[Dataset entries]
-*-*-
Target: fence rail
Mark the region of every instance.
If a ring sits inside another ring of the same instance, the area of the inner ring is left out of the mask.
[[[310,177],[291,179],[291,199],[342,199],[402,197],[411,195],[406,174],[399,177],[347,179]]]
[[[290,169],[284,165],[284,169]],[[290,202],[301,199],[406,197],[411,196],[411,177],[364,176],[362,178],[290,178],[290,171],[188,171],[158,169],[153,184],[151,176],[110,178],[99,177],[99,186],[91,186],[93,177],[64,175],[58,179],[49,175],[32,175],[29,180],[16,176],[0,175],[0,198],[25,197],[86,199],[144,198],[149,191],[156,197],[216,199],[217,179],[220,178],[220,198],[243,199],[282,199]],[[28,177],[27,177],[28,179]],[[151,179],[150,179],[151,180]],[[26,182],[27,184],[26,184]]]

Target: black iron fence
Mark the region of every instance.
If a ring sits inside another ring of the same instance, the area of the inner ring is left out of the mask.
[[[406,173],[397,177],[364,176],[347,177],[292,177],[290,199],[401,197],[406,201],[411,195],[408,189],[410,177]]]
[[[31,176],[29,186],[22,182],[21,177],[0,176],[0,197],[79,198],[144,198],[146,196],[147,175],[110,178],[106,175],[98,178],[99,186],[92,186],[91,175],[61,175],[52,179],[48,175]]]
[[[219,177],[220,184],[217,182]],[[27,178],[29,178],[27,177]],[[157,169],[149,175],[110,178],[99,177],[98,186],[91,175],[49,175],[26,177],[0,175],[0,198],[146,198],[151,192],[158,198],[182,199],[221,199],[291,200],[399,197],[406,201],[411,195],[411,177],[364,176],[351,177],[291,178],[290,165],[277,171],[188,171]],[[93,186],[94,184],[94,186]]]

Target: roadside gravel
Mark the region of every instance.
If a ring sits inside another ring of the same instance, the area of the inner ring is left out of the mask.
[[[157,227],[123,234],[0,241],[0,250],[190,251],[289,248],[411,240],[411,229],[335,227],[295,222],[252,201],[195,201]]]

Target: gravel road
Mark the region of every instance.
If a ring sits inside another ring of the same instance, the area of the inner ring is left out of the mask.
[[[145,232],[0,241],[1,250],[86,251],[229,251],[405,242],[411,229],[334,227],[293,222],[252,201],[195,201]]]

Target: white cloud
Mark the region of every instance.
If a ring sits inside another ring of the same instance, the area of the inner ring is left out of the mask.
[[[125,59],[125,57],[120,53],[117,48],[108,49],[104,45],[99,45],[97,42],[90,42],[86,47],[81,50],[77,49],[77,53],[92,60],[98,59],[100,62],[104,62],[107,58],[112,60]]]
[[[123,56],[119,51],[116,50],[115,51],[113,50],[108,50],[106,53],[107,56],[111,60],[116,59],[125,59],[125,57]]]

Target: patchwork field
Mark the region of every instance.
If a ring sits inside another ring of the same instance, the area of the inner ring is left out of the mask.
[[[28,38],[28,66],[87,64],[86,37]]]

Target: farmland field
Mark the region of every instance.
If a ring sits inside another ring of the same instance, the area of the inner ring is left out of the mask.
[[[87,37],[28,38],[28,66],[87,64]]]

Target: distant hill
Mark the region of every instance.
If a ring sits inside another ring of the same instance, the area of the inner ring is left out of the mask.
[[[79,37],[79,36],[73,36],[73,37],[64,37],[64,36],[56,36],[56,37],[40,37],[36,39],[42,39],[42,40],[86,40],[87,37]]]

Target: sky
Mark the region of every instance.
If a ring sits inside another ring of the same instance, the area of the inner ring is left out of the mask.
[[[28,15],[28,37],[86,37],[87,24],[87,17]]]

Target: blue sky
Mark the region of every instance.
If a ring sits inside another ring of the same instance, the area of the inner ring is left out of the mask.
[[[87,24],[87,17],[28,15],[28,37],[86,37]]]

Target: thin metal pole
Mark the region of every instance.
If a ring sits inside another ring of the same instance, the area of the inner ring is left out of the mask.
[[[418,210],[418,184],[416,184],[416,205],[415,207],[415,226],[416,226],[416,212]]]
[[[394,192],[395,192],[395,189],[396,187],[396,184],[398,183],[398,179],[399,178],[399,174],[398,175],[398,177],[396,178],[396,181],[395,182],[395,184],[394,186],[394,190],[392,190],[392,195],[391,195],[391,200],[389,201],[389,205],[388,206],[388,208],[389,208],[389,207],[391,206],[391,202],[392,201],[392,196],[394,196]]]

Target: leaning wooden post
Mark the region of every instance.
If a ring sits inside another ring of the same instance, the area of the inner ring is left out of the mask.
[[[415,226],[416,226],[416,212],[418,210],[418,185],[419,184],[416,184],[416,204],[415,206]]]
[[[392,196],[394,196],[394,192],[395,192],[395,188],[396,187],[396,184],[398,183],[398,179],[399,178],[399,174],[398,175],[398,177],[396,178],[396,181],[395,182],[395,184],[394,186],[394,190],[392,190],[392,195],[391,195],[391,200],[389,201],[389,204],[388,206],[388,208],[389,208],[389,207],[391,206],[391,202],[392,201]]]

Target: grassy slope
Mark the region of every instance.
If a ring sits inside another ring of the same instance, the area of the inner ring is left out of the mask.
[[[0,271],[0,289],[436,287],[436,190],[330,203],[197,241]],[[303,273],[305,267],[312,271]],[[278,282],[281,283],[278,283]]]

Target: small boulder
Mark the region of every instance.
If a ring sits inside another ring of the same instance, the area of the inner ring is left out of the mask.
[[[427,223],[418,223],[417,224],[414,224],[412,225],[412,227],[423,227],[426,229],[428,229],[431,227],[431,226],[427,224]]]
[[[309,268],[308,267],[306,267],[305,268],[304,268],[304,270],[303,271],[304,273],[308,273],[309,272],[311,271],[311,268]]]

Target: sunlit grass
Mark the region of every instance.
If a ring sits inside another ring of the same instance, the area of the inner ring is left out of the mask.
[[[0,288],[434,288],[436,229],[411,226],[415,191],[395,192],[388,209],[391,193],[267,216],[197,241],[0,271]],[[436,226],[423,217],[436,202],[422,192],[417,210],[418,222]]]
-*-*-
What you are asked to do:
Return, without any alteration, the portion of the entries that begins with the line containing "Target: gravel road" and ends with the line containing "[[[28,38],[28,66],[87,64],[86,37]]]", including both of those lines.

Expected output:
Target: gravel road
Mark the region of every instance.
If a ring sits inside another ring of the same instance, the area of the inner ring is left out of the mask.
[[[145,232],[0,241],[1,250],[86,251],[229,251],[405,242],[411,229],[334,227],[293,222],[252,201],[195,201]]]

Target: white cloud
Mark the region of every instance.
If a ring sits inside another ring of the same instance, the area of the inner ring is left out of the mask.
[[[125,59],[125,57],[120,53],[117,48],[108,49],[104,45],[99,45],[97,42],[90,42],[86,47],[81,50],[77,49],[77,53],[92,60],[98,59],[100,62],[104,62],[107,58],[112,60]]]
[[[123,56],[119,51],[116,50],[115,51],[113,50],[108,50],[106,53],[107,56],[111,60],[116,59],[125,59],[125,57]]]

Target: patchwork field
Mark the region of every instance.
If a ring sits inside another ring of the same instance, the area of the inner ring is left out of the mask.
[[[28,38],[28,66],[87,64],[86,37]]]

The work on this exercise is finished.